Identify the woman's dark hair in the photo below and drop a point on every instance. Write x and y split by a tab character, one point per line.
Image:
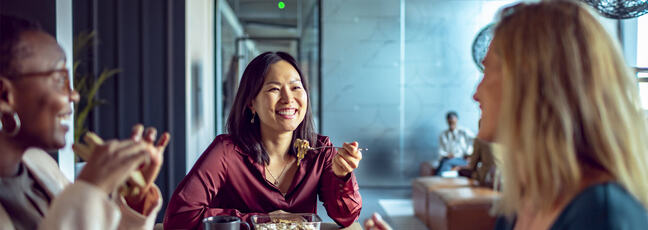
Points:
11	28
247	135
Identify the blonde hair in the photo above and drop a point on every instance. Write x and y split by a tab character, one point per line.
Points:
570	104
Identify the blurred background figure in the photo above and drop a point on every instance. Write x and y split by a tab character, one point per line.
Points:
455	145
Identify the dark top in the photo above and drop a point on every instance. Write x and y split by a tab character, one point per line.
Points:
602	206
227	181
24	199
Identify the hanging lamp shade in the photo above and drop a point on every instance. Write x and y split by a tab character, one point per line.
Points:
480	45
620	9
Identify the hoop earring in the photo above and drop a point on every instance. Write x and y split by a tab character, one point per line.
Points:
16	128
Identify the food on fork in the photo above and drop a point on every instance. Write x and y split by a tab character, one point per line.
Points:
135	182
302	147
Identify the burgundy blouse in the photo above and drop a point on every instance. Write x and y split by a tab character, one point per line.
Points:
226	181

= = = = = = =

**Aim of the exercise**
Write out the material exactly as it stands, omitting every picture.

**Completed task**
Identify the woman's dark hair in the photo below and drop a point on every instance. Write x and y split by a tab character, one point per line.
Image:
Points:
11	28
247	135
Identify the blonde hair in the photo above and drop a point on every instance. Write x and y split by a tab character, one point per line.
Points:
570	104
Identify the blurred background figure in the photo above and drop a point on every instance. Write x and y split by a tab character, one point per line.
Points:
455	145
Identify the dark top in the photo above and drop a point on every instance. Write x and y split by a tab character, one point per line.
Points:
602	206
227	181
24	199
Identify the hanging lamp shade in the photo above and drop a point on every instance. Write x and y split by a tab character, one point per line.
Points:
480	45
620	9
Identify the hoop earring in the photo above and drop a point on every instance. Write x and y split by a tab character, one point per line.
Points:
16	128
Identify the food on fork in the photo above and drop a point on every instance. Write x and y split by a tab character, one point per line.
Points:
135	182
302	147
Identify the burgundy blouse in the photo above and drop a point on every instance. Write x and y split by a tab character, one point per line.
Points:
226	181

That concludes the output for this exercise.